Excerpts from a detection dataset
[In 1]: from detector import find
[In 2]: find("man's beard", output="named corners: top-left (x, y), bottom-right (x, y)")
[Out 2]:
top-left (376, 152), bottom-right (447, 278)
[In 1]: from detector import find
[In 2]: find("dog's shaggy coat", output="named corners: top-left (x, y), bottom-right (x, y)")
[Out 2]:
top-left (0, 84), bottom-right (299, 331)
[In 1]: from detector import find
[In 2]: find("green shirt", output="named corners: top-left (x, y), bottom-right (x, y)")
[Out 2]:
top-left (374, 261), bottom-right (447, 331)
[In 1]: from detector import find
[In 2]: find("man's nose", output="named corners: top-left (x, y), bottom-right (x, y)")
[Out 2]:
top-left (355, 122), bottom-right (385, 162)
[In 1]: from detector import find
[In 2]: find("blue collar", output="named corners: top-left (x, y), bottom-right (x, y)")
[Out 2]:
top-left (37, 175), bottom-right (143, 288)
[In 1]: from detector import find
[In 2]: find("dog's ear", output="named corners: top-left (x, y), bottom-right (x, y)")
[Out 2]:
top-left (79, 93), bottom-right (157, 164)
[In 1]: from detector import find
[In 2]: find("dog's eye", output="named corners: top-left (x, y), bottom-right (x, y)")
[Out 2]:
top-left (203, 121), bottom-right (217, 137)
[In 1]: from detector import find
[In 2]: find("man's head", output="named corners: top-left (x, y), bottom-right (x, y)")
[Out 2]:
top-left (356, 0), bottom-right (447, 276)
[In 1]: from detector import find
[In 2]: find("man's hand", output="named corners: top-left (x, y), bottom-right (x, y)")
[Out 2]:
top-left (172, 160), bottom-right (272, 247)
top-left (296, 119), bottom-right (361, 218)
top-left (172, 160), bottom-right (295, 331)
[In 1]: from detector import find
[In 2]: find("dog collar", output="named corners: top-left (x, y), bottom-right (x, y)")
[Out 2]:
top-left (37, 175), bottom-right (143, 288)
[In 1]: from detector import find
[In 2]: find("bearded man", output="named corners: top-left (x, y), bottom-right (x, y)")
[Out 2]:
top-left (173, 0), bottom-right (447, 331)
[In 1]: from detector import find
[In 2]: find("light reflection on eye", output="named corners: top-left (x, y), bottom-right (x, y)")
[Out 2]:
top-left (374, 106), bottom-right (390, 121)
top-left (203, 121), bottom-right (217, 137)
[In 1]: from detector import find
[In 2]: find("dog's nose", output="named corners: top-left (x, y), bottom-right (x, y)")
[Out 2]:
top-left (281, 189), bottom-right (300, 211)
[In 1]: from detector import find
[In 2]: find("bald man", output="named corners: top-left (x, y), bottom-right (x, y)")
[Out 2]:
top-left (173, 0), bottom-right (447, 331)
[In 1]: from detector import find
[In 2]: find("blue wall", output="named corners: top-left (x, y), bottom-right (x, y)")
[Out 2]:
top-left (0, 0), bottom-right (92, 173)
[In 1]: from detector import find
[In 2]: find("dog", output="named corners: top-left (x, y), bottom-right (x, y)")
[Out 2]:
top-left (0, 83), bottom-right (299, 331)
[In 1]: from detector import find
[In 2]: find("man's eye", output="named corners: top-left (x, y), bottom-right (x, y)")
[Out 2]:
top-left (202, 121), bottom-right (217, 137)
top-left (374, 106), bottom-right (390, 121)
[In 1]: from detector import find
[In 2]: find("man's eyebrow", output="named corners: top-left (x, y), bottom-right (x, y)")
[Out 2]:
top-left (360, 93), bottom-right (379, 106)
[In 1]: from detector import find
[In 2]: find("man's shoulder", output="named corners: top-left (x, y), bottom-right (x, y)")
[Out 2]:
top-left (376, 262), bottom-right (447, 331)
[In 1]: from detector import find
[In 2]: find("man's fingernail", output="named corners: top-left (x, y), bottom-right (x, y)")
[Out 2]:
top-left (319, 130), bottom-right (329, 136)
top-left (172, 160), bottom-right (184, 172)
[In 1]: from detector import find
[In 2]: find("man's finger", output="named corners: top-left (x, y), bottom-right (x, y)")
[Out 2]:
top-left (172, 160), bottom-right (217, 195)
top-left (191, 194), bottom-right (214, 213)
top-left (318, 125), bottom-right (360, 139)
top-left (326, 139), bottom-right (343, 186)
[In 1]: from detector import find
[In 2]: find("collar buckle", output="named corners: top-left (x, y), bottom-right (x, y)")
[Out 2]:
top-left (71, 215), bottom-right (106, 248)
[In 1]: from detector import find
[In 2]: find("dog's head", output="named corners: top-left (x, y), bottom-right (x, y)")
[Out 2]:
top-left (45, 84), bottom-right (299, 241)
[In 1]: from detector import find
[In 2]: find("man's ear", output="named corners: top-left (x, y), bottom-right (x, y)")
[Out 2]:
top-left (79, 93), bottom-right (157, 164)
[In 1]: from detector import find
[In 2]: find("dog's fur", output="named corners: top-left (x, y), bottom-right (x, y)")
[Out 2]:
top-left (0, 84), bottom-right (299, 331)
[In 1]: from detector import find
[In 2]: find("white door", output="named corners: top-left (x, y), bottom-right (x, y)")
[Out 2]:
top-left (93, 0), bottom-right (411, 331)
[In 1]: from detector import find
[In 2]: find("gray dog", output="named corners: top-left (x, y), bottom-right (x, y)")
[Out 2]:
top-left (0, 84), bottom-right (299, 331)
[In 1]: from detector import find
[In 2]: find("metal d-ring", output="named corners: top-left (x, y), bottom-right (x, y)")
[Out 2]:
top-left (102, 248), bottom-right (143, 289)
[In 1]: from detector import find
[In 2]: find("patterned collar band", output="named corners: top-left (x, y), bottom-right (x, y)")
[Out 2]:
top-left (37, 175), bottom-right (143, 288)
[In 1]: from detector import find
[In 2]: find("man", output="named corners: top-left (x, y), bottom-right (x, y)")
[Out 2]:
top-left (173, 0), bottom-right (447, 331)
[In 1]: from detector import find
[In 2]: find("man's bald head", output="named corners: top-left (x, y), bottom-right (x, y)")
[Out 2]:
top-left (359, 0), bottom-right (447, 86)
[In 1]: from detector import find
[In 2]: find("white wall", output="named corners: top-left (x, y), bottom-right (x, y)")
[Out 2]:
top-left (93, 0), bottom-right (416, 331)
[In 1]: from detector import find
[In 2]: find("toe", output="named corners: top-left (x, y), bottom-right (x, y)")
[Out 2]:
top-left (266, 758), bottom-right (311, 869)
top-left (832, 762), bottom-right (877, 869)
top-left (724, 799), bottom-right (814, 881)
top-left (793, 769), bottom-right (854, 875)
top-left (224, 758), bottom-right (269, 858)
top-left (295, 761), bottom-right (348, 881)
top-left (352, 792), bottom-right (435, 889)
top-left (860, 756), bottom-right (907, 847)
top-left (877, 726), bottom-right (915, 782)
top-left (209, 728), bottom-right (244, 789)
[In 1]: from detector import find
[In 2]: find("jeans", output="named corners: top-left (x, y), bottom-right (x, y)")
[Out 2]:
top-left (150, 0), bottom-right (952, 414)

### Problem details
Return every line of the records that contains the word "white".

### Worked answer
[In 2]: find("white door", output="named corners: top-left (x, y), bottom-right (x, y)")
[In 2]: find("white wall", output="named corners: top-left (x, y), bottom-right (x, y)")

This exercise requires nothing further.